**What you are asked to do**: Write out every one of the following rows word for word, changing nothing.

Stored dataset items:
┌────────

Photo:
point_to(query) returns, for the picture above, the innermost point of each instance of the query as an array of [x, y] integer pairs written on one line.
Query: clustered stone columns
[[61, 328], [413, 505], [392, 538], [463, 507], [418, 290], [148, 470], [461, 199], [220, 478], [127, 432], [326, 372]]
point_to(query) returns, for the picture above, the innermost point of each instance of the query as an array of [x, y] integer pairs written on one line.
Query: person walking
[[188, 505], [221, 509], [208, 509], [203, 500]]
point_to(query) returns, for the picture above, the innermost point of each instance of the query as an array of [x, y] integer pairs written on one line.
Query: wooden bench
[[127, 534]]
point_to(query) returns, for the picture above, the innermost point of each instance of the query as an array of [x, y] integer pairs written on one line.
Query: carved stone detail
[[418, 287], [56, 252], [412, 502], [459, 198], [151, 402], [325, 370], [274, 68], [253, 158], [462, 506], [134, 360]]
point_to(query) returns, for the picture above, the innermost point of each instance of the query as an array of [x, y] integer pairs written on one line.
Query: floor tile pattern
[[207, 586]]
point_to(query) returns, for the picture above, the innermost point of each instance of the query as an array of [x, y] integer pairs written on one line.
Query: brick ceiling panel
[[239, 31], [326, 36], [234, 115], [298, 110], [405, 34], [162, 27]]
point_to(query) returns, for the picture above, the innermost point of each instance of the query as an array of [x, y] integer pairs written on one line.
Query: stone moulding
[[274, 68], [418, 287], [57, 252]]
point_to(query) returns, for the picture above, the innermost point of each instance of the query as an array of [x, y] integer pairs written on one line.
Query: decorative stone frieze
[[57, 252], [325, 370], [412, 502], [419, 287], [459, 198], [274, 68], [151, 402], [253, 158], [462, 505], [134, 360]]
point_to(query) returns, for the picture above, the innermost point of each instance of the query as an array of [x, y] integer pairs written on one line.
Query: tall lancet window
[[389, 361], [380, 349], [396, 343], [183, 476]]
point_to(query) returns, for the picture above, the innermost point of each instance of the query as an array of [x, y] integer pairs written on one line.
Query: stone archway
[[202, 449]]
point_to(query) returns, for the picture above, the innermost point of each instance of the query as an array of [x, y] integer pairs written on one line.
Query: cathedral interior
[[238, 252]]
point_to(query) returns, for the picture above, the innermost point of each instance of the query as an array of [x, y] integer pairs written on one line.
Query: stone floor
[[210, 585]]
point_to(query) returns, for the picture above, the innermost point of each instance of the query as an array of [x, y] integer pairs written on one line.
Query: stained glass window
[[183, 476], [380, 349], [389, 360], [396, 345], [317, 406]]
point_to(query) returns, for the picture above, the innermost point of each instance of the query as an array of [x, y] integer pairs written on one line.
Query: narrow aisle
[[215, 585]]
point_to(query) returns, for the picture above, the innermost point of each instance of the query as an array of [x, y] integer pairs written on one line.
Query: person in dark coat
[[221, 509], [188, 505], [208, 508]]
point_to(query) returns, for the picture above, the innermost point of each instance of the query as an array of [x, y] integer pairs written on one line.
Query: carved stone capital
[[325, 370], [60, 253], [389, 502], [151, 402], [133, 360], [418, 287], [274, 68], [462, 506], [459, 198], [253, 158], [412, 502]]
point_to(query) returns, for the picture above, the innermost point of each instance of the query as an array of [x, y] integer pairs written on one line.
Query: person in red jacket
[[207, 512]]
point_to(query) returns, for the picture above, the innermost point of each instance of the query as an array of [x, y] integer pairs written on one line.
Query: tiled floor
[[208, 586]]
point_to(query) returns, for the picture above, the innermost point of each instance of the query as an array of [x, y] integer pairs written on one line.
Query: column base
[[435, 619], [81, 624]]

└────────

**Final answer**:
Photo:
point_to(query) returns, for the picture above, the innermost point of each instance of the query as an array of [x, y] integer pairs written on one line.
Query: clustered stone columns
[[61, 328], [413, 505], [392, 538], [463, 507], [418, 290], [148, 470], [461, 199], [220, 478], [127, 432], [326, 372]]
point_to(query) returns, for the picture above, the innermost point of each instance of the query as an array of [x, y] integer pairs written on one line.
Query: person walking
[[188, 505], [221, 509], [208, 509], [203, 500]]
point_to(query) returns, for the picture above, the innermost point of each instance of the query as an array of [x, y] integer pairs written on one line.
Query: wooden bench
[[127, 534]]
point_to(query) returns, for the picture above, the innermost point of each instance of the query as an array of [x, y] integer pairs written on one line.
Query: carved stone detail
[[418, 287], [56, 252], [412, 502], [459, 198], [151, 402], [325, 370], [274, 68], [253, 158], [462, 506], [134, 360]]
point_to(query) returns, for the picture above, the innermost point of each instance of the query as an array of [x, y] integer pairs written on one line.
Query: floor tile pattern
[[207, 586]]
point_to(query) returns, for the picture above, the innermost point of each instance of the query as an array of [x, y] integer pairs written on one line.
Query: brick ceiling panel
[[239, 31], [326, 36], [234, 115], [298, 110], [405, 34], [162, 27]]
point_to(query) returns, for the picture above, the innermost point of each instance of the query as an array of [x, y] integer pairs written on one line.
Query: stone moulding
[[274, 68], [418, 287], [57, 252]]
point_to(query) returns, for the picture above, the innermost point of each instance of the query as an array of [x, y] integer pairs written on one line.
Query: decorative stone frieze
[[57, 252], [325, 370], [412, 502], [419, 287], [459, 198], [274, 68], [151, 402], [253, 158], [462, 505], [134, 360]]
point_to(query) returns, for the picture above, the innermost point of each instance of the query as an array of [x, y] integer pairs written on one line.
Query: tall lancet window
[[389, 361], [380, 349], [396, 343], [183, 476]]
point_to(query) returns, for the picture above, the innermost point of each instance of the query as an array of [x, y] integer pairs written on one line.
Query: stone archway
[[202, 449]]
point_to(query) returns, for the picture above, the innermost point of each instance of the query as an array of [x, y] integer pairs written on one line.
Query: cathedral interior
[[238, 252]]
point_to(query) returns, for the picture above, the innermost point of each instance of the query as an array of [x, y] integer pairs written on one line.
Query: stone floor
[[210, 585]]
point_to(query) returns, for the picture above, the innermost point of each instance of the query as an array of [x, y] integer pairs written on one line.
Query: stained glass window
[[183, 476], [380, 349], [389, 360], [396, 345], [317, 406]]
point_to(query) returns, for the picture above, the innermost point of each instance of the query as an array of [x, y] integer pairs written on one line.
Query: narrow aisle
[[215, 585]]
point_to(query) returns, for the picture above, the innermost point of each instance of the query as an array of [x, y] integer pairs written on one line.
Query: person in dark coat
[[221, 509], [188, 505], [208, 508]]
point_to(query) returns, for the picture above, the innermost point of each instance of the query as an array of [x, y] integer pairs written on one line.
Query: carved stone capital
[[325, 370], [60, 253], [389, 502], [151, 402], [133, 360], [418, 287], [274, 68], [462, 506], [459, 198], [253, 158], [412, 502]]
point_to(query) returns, for the picture above, the innermost point of each instance of the query as an array of [x, y] integer pairs written on one line.
Query: person in red jacket
[[207, 512]]
point_to(query) returns, for the picture above, the innermost point of each instance of the query as an array of [x, y] integer pairs written on one line.
Query: tiled floor
[[208, 586]]
point_to(query) returns, for the picture above, the innermost point of each instance of the query as an array of [x, y] integer pairs written on one line.
Query: column base
[[435, 619], [81, 624]]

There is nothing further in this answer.